[Data for the task]

↓

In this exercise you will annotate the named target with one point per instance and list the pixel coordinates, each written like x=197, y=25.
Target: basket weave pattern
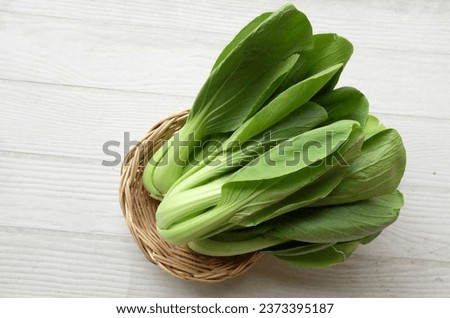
x=139, y=211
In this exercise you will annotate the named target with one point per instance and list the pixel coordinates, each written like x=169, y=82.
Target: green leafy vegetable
x=274, y=157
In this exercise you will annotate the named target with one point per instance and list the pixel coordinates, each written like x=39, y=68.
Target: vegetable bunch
x=273, y=157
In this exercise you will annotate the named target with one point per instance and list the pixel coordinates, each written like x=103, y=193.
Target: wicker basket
x=139, y=211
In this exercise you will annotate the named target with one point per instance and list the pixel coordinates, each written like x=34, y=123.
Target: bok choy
x=274, y=158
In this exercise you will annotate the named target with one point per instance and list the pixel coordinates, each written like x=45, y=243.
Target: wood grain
x=177, y=62
x=366, y=22
x=82, y=197
x=76, y=74
x=43, y=263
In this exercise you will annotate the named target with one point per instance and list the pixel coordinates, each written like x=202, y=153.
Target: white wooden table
x=75, y=74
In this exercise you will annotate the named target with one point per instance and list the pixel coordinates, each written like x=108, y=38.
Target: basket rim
x=139, y=208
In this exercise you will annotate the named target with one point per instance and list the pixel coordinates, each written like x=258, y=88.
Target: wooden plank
x=54, y=264
x=76, y=122
x=366, y=22
x=176, y=62
x=64, y=194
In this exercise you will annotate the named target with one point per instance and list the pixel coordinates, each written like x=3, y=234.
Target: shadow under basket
x=139, y=211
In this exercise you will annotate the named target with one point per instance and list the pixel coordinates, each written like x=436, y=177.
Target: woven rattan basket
x=139, y=211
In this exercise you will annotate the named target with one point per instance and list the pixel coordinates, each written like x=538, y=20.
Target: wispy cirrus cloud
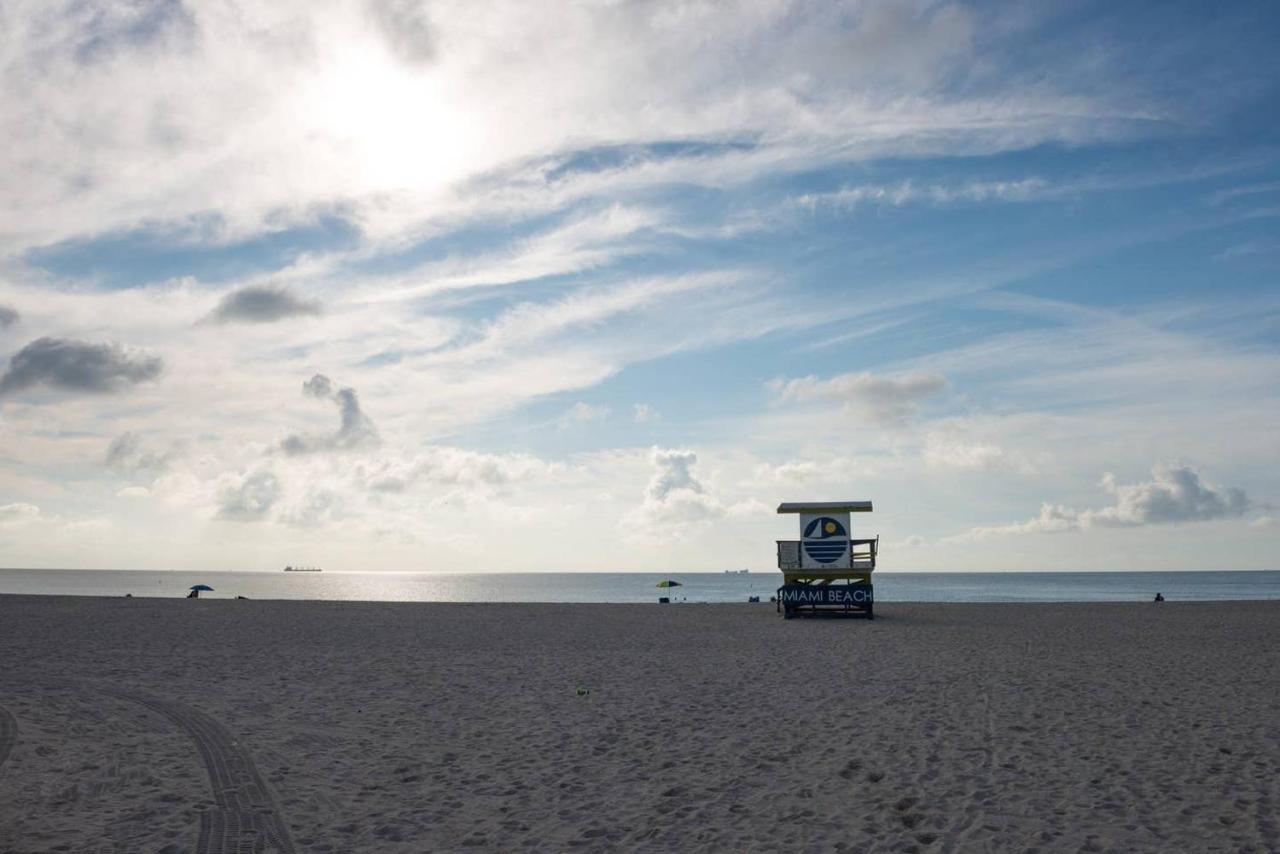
x=886, y=398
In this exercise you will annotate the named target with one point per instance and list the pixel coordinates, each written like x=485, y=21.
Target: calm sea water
x=641, y=587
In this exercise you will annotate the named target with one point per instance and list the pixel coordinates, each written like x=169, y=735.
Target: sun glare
x=400, y=128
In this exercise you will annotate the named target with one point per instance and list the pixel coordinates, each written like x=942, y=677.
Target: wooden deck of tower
x=827, y=572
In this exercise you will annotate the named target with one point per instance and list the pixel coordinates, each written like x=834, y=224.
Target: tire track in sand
x=246, y=818
x=8, y=733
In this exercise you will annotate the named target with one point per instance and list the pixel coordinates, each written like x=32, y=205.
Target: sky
x=435, y=286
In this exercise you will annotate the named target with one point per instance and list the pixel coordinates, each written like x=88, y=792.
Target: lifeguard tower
x=826, y=572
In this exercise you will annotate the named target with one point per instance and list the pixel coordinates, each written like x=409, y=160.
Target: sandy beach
x=161, y=725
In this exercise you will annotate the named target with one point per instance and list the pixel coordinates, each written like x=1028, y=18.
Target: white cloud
x=334, y=108
x=887, y=400
x=675, y=499
x=18, y=514
x=908, y=192
x=1174, y=494
x=947, y=451
x=643, y=412
x=581, y=414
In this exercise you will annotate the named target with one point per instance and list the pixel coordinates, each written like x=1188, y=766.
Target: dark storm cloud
x=263, y=304
x=78, y=366
x=353, y=430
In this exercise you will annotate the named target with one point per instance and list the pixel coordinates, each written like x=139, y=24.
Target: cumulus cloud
x=251, y=499
x=263, y=304
x=1174, y=494
x=78, y=366
x=886, y=400
x=355, y=429
x=581, y=414
x=908, y=192
x=128, y=453
x=675, y=499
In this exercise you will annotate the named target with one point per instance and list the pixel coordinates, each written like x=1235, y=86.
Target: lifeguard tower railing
x=862, y=561
x=809, y=592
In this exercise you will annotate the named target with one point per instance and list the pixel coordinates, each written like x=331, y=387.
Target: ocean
x=641, y=587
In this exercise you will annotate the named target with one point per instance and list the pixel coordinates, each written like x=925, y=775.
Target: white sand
x=419, y=727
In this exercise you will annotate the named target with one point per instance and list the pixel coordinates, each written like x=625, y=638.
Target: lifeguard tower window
x=827, y=572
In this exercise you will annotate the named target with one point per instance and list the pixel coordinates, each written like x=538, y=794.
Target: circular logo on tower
x=826, y=539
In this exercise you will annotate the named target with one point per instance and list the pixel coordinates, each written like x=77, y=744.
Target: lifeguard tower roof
x=824, y=507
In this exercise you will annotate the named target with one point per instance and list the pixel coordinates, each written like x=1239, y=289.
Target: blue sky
x=627, y=275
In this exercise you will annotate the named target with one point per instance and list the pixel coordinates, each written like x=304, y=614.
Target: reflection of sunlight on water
x=640, y=587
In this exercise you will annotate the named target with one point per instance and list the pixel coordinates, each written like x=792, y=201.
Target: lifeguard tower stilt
x=826, y=572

↑

[Work required] Copy out the material from its start through the line containing "x=43, y=263", instructions included, adding 148 to every x and y value in the answer coordinates but leaving the numbers in the instructions and their sample formats unchanged. Leave the pictures out.

[Solution for this task]
In this exercise you will annotate the named target with one point per instance and list the pixel coordinates, each written like x=197, y=25.
Target: basket weave pattern
x=287, y=359
In this exercise you will annotate the named target with one point per instance and list the pixel coordinates, each written like x=169, y=82.
Target: green leafy vegetable
x=422, y=305
In this exercise you will annotate the named target with one point per instance and list the pixel coordinates, each written like x=39, y=68.
Target: vegetable bunch
x=421, y=305
In this exercise you will annotate the named target with one point per instance and list the pixel coordinates, each written like x=103, y=193.
Target: wicker basket
x=287, y=359
In this exercise you will annotate the named target with one point per instance and list the pixel coordinates, each written like x=34, y=123.
Target: bok choy
x=422, y=306
In this exercise you will annotate the named target with one point per instance and list the pixel coordinates, each written like x=45, y=243.
Target: wood grain
x=325, y=210
x=514, y=170
x=230, y=345
x=224, y=222
x=191, y=411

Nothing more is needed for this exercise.